- _TASK OBJECTIVE_
Please write out the line containing "the heather vegetation" and each line after it through the end of the data, exactly, and nothing else.

- _DATA FOR REVIEW_
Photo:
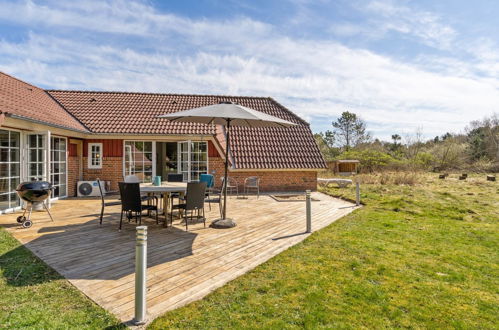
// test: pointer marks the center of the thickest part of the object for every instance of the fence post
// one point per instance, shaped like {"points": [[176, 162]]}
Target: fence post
{"points": [[140, 275], [357, 193], [309, 212]]}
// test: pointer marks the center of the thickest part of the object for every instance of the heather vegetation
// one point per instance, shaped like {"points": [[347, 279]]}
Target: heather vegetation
{"points": [[474, 150]]}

- _SOLVED PROBLEM_
// test: pointer marks the center of the thickest part of the object for every instance of the heather vegetation
// one point per instance, shaped like {"points": [[347, 279]]}
Target: heather vegetation
{"points": [[474, 150]]}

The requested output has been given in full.